● **WORK INSTRUCTIONS**: Write back every record verbatim.

● **EXERCISE MATERIAL**:
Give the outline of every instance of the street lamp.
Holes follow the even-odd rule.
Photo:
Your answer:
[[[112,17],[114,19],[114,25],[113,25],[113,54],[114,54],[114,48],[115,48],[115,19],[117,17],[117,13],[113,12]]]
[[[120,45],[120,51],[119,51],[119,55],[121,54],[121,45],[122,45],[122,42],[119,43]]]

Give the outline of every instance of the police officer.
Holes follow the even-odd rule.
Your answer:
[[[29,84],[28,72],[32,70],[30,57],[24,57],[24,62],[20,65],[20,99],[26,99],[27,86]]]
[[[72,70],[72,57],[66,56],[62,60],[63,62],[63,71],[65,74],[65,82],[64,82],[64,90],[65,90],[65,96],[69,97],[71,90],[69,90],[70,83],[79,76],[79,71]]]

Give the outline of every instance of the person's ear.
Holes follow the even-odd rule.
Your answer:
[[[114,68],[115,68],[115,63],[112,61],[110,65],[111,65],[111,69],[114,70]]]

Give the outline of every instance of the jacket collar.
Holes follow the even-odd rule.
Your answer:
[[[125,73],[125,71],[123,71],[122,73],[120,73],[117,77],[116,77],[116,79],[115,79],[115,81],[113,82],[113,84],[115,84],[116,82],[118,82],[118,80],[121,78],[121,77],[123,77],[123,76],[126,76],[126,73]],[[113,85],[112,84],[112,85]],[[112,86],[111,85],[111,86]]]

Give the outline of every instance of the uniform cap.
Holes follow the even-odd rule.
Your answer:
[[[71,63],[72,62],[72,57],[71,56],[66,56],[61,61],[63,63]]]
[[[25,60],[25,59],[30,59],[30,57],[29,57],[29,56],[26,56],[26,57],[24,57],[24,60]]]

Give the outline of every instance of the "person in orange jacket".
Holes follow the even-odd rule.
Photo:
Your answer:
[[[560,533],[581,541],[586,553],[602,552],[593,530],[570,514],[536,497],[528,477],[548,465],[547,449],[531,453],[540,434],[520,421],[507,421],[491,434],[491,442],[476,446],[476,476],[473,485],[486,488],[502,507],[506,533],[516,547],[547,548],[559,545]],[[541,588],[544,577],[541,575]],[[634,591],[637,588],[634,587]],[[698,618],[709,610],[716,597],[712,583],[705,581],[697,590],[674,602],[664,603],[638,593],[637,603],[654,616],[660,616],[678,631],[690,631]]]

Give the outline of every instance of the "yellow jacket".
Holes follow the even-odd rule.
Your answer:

● **EXPECTED OUTPUT**:
Give the outline of every instance of the street lamp.
Holes follow the even-odd rule.
Photo:
Your answer:
[[[112,17],[114,19],[114,25],[113,25],[113,54],[114,54],[114,48],[115,48],[115,19],[117,17],[117,13],[113,12]]]
[[[120,45],[120,51],[119,51],[119,55],[121,54],[121,45],[122,45],[122,42],[119,43]]]

Give the outline of every instance of the police officer.
Holes follow the even-odd rule.
Your answer:
[[[29,84],[28,72],[32,70],[30,57],[24,57],[24,62],[20,65],[20,99],[26,99],[27,86]]]
[[[72,70],[72,57],[66,56],[62,60],[63,62],[63,71],[65,74],[65,82],[64,82],[64,90],[65,90],[65,96],[69,97],[71,90],[69,90],[70,83],[79,76],[79,71]]]

Give the outline of every instance of the person's ear.
Holes follow the even-odd rule.
Your answer:
[[[114,68],[115,68],[115,63],[112,61],[110,65],[111,65],[111,69],[114,70]]]

Give the outline of every instance of the jacket collar.
Holes follow the even-odd rule.
Your answer:
[[[125,73],[125,71],[123,71],[122,73],[120,73],[117,77],[116,77],[116,79],[115,79],[115,81],[113,82],[113,84],[115,84],[116,82],[118,82],[118,80],[121,78],[121,77],[123,77],[123,76],[126,76],[126,73]],[[113,85],[112,84],[112,85]],[[112,86],[111,85],[111,86]]]

Give the outline of every instance of the uniform cap.
Holes follow the even-odd rule.
Your answer:
[[[71,63],[72,62],[72,57],[71,56],[66,56],[61,61],[63,63]]]
[[[25,60],[25,59],[30,59],[30,57],[29,57],[29,56],[26,56],[26,57],[24,57],[24,60]]]

Give the outline of every instance of the "person in orange jacket".
Holes follow the even-odd rule.
Photo:
Your answer:
[[[560,533],[581,541],[586,553],[602,552],[593,530],[570,514],[536,497],[528,477],[548,465],[547,449],[531,453],[540,434],[520,421],[507,421],[491,434],[491,442],[476,446],[476,476],[473,485],[486,488],[502,507],[506,533],[516,547],[547,548],[559,545]],[[541,588],[544,577],[541,575]],[[634,591],[637,588],[634,587]],[[698,618],[709,610],[716,597],[712,583],[705,581],[697,590],[674,602],[664,603],[638,593],[637,603],[654,616],[660,616],[678,631],[690,631]]]

Give the outline of every instance of the "yellow jacket".
Holes follow the even-odd rule.
Your answer:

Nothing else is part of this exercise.